• REQUIRED ACTION 1
Copy the chicken thread word for word, everything from "No skin!? Thats" down to "triplebq (Feb 19, 2010)".
• REQUIRED ACTION 2
Decide whether each statement agrees with the chicken thread, answering yes or no and quoting the words that settle it: (a) richoso1 smokes at 375°. (b) richoso1 wraps the probe lead in foil. (c) jak757 had seen a rotisserie on a smoker before.

• PAGE TEXT
They look great Dave...


----------



## jak757 (Feb 19, 2010)

Tasty looking thighs!

I have not seen a Rotisserie on a smoker (hey, I'm still learning!).  I'm impressed!!!


----------



## richoso1 (Feb 19, 2010)

I think that weather was shared by all in Cali. Great looking thighs, thanks for sharing the Q View. I also smoke at 375°, high heat on birds/bird parts works for me. BTW, nice to see someone else still using the Taylor w/cable probe. Mine is still working after 7 years and I don't foil the probe lead. I also use a Polder with probe leads, the probe leads can be switched out with the Tayler unit wihout any noticeable difference.


----------



## confederateknowhow (Feb 19, 2010)

No skin!? Thats the best part! You Californians take away all the good stuff! Just kiddin'. That its some tasty lookin bird parts ya got there though. Nice job.


----------



## triplebq (Feb 19, 2010)

*LOOKING Good . Thanks for rubbing it I...err I mean sharing the weather picture !  *WE will get weather like that too when it  is 112 degrees ! Chicken looks really good as well .

• INFORMATION SHOWN
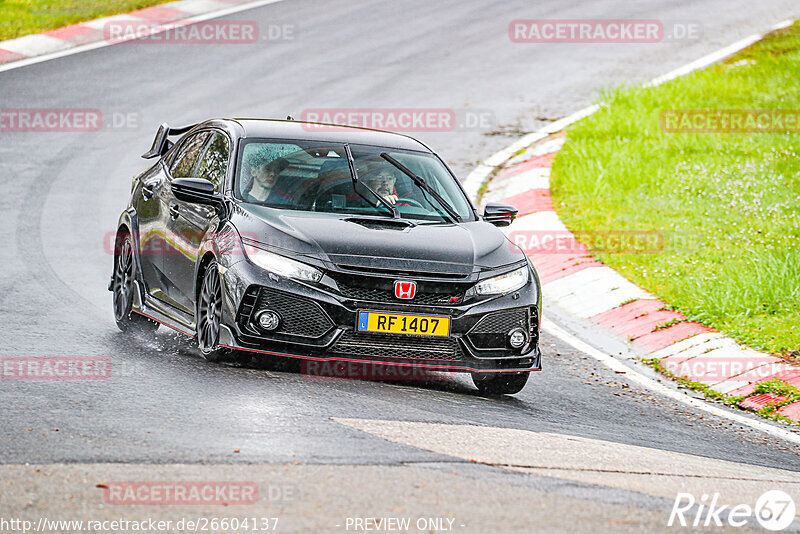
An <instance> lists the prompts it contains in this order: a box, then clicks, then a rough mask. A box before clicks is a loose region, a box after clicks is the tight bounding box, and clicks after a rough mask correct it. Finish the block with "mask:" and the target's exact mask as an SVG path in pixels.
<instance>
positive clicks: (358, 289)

• EXERCISE RESULT 1
No skin!? Thats the best part! You Californians take away all the good stuff! Just kiddin'. That its some tasty lookin bird parts ya got there though. Nice job.


----------



## triplebq (Feb 19, 2010)

• EXERCISE RESULT 2
(a) Yes: "I also smoke at 375°, high heat on birds/bird parts works for me."
(b) No: "I don't foil the probe lead."
(c) No: "I have not seen a Rotisserie on a smoker"